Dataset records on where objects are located
# # #

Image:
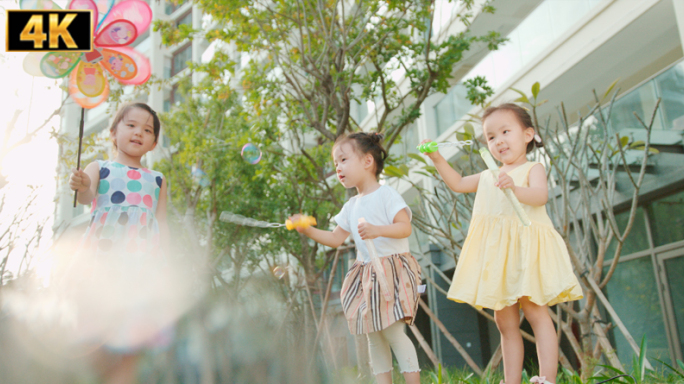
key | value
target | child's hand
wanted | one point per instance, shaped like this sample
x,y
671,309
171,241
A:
x,y
79,181
505,181
368,231
294,218
432,155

# # #

Reproduce the records with "per occurrence" substituted for "per instance", changing nothing else, and omit the pictures from your answer.

The completed task:
Image:
key | value
target | child's hand
wanted | one point per occurrence, shaped like this sample
x,y
671,309
171,241
A:
x,y
79,181
505,181
368,231
294,218
432,155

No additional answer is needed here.